LISTA DE TAREFAS:
a - Reescreva o trecho sobre assistência jurídica começando em "Lado outro, o" e seguindo até "e não monopólio.", com "monopólio" substituído por "exclusividade".
b - Dê sequência ao texto sobre assistência jurídica estatal a partir da última frase apresentada.

TRECHO:
================
Lado outro, o governo vem impondo medidas que criam feudos para uma única instituição na assistência jurídica com propaganda maciça e investimentos de recursos, em um modelo que o pobre virou mero discurso, já que nem é parte no processo, pois foi substituído (substituição processual) e tornou-se invisível. É importante que o governo federal mantenha opções de assistência jurídica, e não monopólio.

Nos últimos anos nada se fez para identificar o carente, apenas para empoderar uma espécie de “dono do pobre”. Se a pobreza e a desigualdade social estão diminuindo, é preciso discutir o aumento de gastos do governo com assistência jurídica estatal, pois, se a pobreza diminuiu, o ideal é que se busque a iniciativa privada para atendimento jurídico. Imprescindível discutir o papel do Estado na assistência jurídica, pois nem países comunistas como Cuba ousaram estatizá-la
Os mais pobres estão sendo atendidos pelo Centro de Referência de Assistência Social (Cras), enquanto a classe média é que é atendida pela assistência jurídica gratuita. Mas nos Centros de Referência de Assistência Social, em regra, não há advogados. A rigor, melhor seria disponibilizar para a classe média opções como os planos de assistência jurídica e a possibilidade de abater despesas com advogado no Imposto de Renda, como é na área de assistência à saúde.
================
MATERIAL FORNECIDO:
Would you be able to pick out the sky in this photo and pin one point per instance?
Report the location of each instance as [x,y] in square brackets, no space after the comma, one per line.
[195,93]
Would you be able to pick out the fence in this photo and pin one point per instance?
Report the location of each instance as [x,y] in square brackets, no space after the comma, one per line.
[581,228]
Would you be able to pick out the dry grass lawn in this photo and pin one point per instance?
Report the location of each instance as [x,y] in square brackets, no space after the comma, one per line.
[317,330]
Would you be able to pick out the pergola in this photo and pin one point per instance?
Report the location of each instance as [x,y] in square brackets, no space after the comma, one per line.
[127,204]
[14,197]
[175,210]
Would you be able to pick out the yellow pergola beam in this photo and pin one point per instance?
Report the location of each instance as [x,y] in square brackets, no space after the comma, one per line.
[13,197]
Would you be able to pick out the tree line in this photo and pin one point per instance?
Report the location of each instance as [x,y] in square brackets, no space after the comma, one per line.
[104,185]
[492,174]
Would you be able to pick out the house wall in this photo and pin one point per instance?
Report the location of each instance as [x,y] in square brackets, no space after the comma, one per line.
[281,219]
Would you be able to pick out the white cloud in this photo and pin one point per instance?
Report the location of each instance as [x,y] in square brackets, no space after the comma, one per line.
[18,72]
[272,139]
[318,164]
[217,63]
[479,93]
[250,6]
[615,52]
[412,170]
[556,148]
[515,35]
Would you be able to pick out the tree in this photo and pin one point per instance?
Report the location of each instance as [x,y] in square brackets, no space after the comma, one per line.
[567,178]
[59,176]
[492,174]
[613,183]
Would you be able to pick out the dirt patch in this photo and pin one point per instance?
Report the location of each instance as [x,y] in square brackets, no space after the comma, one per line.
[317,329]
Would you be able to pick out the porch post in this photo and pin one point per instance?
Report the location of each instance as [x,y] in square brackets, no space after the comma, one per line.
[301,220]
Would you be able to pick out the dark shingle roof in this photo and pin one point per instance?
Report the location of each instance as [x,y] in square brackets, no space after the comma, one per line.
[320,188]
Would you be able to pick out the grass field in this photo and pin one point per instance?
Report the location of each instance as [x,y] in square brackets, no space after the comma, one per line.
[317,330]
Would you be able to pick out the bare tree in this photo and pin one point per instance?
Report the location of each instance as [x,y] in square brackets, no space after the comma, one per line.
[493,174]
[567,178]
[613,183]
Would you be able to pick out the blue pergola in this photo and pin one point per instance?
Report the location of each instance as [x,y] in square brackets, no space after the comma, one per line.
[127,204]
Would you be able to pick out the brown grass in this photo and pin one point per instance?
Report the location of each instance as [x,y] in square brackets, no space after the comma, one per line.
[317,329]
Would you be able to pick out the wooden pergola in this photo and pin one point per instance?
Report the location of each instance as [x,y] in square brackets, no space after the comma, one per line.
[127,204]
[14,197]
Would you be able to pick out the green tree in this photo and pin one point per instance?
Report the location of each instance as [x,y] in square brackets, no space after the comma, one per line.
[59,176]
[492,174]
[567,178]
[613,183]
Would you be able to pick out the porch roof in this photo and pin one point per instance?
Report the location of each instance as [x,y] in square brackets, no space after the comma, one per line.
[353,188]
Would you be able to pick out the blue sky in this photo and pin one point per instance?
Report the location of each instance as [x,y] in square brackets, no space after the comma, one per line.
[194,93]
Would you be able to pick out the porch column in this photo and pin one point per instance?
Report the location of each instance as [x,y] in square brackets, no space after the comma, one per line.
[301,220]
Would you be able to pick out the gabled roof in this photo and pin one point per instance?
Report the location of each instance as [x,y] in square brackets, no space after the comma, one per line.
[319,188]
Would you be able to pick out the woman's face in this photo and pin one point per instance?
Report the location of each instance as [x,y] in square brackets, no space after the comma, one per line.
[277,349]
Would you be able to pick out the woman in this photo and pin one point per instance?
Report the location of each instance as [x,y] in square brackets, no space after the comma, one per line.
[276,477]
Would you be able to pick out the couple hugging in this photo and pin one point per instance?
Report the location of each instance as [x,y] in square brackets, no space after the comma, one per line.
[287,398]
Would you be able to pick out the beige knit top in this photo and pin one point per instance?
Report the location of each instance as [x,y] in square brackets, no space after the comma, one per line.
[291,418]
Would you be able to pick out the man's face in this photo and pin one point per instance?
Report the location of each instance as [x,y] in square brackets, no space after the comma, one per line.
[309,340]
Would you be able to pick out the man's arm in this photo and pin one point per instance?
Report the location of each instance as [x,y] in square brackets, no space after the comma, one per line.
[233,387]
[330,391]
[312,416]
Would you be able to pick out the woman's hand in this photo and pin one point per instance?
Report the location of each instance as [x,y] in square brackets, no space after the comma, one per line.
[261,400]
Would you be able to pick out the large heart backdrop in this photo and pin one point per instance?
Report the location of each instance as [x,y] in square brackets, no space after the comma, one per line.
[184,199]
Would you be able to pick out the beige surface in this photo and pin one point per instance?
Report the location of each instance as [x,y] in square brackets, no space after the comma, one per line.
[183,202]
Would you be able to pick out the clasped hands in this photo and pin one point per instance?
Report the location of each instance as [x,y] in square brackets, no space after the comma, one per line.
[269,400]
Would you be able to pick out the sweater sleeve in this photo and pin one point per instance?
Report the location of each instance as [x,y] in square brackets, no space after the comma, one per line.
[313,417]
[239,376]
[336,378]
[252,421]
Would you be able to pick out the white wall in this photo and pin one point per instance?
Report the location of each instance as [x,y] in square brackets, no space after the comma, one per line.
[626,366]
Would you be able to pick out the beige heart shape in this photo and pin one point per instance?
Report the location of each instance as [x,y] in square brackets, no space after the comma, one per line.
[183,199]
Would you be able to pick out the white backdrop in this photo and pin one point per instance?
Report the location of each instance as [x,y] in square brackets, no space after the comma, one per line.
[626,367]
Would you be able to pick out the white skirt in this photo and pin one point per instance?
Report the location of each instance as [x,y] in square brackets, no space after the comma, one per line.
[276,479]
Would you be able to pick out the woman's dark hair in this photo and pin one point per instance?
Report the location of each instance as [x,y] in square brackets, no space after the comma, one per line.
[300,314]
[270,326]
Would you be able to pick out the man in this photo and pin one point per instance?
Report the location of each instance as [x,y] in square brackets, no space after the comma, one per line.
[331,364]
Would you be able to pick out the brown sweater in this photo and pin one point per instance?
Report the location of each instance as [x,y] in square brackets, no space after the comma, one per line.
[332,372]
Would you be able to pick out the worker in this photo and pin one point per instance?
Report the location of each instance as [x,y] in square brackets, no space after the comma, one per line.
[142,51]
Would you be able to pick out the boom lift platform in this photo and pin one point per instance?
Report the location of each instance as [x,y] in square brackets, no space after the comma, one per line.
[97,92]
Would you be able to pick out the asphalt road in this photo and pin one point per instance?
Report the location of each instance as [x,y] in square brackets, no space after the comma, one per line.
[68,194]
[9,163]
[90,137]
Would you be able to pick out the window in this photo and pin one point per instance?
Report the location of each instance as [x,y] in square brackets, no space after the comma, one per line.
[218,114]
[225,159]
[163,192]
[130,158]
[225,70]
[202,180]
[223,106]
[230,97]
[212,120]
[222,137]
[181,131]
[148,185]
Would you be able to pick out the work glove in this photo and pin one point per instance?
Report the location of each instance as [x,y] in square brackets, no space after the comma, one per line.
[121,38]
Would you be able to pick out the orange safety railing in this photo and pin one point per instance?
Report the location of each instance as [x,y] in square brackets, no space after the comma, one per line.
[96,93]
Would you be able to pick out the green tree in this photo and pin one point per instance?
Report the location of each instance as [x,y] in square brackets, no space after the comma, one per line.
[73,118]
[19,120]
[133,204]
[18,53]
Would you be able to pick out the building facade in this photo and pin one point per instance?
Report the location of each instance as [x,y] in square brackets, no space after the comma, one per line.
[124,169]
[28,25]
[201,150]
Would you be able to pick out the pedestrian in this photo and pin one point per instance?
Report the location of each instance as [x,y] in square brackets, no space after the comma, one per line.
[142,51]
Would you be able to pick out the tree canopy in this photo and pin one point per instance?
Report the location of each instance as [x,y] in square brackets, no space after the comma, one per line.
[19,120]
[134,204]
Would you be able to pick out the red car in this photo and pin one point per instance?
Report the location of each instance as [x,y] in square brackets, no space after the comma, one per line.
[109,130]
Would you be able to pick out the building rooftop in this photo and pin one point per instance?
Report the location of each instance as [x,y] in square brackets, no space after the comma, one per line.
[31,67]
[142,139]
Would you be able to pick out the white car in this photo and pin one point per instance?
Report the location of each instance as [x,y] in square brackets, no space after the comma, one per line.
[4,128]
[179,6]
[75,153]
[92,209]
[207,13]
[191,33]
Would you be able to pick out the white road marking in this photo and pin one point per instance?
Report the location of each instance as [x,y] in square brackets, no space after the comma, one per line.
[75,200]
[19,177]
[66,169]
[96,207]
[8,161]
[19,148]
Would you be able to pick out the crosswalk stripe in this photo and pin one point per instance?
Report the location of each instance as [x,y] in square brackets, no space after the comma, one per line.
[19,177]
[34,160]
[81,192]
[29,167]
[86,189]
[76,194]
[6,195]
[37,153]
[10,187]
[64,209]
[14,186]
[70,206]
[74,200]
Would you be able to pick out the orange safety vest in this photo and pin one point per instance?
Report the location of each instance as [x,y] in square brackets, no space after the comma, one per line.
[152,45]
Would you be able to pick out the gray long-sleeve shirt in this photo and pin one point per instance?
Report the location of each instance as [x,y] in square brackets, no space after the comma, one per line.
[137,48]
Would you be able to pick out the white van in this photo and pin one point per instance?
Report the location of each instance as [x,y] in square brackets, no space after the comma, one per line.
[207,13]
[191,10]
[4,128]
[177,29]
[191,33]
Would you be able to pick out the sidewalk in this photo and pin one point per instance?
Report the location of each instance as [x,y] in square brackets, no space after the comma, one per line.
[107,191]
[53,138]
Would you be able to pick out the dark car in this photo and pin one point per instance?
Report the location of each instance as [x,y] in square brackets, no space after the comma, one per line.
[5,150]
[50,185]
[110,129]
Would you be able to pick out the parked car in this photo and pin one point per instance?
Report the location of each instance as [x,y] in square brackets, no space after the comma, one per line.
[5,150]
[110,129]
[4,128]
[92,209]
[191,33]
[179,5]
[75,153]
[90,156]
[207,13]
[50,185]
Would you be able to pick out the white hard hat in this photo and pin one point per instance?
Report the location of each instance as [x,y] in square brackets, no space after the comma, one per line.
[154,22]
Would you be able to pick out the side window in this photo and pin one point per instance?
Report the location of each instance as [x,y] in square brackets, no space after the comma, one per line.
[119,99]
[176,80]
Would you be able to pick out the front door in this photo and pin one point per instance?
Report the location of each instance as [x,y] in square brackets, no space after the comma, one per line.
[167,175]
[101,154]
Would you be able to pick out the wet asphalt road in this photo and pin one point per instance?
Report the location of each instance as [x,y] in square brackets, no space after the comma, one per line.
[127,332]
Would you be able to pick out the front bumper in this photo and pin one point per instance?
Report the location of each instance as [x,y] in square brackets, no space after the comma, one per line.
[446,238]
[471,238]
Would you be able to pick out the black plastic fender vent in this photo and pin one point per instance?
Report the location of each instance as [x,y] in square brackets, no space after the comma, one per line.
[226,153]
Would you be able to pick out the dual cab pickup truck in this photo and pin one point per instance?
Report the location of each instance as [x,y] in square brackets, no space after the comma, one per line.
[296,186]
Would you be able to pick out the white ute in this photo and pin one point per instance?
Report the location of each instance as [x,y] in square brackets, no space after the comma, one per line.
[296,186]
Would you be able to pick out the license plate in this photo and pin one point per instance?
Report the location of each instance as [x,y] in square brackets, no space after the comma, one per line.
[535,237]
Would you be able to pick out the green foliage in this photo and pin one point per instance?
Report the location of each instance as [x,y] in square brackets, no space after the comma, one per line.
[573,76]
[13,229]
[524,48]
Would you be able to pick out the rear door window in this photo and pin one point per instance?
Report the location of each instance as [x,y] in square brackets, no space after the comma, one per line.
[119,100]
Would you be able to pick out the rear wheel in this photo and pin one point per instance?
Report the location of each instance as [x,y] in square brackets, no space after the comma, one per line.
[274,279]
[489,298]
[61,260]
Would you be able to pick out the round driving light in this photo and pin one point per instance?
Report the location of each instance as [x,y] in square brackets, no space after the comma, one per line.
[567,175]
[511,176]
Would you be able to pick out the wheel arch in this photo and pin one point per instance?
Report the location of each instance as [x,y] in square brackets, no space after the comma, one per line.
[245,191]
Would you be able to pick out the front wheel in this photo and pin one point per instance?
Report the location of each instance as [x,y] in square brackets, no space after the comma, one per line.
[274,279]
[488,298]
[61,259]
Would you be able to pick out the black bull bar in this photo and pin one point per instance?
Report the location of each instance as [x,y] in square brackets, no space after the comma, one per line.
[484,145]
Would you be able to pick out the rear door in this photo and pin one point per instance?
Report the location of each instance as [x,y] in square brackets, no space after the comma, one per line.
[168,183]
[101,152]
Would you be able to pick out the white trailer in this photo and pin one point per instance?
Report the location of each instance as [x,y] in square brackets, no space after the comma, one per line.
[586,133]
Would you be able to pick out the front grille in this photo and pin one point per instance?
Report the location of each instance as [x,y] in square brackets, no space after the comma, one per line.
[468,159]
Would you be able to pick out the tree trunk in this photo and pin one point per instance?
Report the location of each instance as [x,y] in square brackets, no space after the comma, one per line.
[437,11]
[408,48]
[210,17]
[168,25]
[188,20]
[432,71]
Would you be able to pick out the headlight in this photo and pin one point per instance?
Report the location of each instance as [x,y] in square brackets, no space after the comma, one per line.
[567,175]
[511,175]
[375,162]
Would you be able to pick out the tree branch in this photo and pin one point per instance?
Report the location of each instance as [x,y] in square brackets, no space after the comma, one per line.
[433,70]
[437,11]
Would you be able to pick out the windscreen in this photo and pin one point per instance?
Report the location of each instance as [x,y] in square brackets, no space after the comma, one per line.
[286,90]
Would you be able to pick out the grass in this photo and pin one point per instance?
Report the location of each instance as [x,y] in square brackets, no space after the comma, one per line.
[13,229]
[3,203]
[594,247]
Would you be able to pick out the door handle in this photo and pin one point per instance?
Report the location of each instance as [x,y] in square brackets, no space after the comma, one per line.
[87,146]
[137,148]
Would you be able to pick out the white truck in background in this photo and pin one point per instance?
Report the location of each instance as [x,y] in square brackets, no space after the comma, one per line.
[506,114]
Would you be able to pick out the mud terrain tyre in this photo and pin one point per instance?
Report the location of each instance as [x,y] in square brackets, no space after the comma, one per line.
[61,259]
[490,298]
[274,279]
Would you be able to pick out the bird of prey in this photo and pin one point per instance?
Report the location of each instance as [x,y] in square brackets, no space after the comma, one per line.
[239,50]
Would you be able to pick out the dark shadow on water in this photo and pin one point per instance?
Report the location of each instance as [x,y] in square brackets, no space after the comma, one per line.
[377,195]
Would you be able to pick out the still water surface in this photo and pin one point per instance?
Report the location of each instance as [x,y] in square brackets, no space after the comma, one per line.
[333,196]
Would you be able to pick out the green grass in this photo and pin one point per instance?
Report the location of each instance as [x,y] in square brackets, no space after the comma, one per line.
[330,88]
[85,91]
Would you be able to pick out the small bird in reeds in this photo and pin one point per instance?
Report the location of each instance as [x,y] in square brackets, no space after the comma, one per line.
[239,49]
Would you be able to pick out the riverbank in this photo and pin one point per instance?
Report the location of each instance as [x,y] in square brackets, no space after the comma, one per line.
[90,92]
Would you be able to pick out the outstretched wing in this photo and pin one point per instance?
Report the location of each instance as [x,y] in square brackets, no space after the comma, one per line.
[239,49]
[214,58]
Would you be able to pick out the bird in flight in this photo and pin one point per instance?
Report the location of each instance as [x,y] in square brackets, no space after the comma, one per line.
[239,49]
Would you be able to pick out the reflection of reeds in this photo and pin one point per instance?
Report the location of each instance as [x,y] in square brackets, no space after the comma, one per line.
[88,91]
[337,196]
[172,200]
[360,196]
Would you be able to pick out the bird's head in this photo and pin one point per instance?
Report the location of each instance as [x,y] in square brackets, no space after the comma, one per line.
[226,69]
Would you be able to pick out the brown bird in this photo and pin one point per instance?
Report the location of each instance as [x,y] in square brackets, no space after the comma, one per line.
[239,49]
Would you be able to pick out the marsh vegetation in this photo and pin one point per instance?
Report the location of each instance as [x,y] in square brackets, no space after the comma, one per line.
================
TAREFAS RESOLVIDAS:
a -
Lado outro, o governo vem impondo medidas que criam feudos para uma única instituição na assistência jurídica com propaganda maciça e investimentos de recursos, em um modelo que o pobre virou mero discurso, já que nem é parte no processo, pois foi substituído (substituição processual) e tornou-se invisível. É importante que o governo federal mantenha opções de assistência jurídica, e não exclusividade.

b -
Por que motivo há tanto medo de se comprovar a carência econômica nos processos judiciais? Será que há algo que não se quer mostrar? Todos os outros programas sociais comprovam a carência econômica e têm estatísticas. Mas o de assistência jurídica, não.

A atividade estatal de assistência jurídica é uma função essencial, mas deve atuar em moldes complementares à iniciativa privada, e não como forma totalitária de controle. No modelo atual nem se comprova a carência econômica e nem mesmo indica quem seriam os beneficiados. Logo, é mais do mesmo. Ou seja, vamos atender os ricos, pois acabamos beneficiando indiretamente algum pobre.

Enquanto no serviço médico há discussão sobre medidas para uma solução, no Direito apenas propõe-se “mais do mesmo”. Nem mesmo são discutidas medidas como residência jurídica, estímulo para jovens advogados atuarem nos bairros carentes (escritórios de vizinhança nos Estados Unidos), planos de assistência jurídica, abatimento no Imposto de Renda com despesas de honorários e outras medidas que já existem em outros países com sucesso.

O que se vê é uma política de controle e dominação dos pobres com uma retórica de “proteger” os pobres, mas negando a eles o direito de escolha, tentando estabelecer que pobre tem dono e forçando o estatismo da assistência jurídica. E até mesmo tentando impedir ONGs e municípios atendam os pobres, como se a assistência jurídica fosse atividade de polícia do Estado e não de assistência pública.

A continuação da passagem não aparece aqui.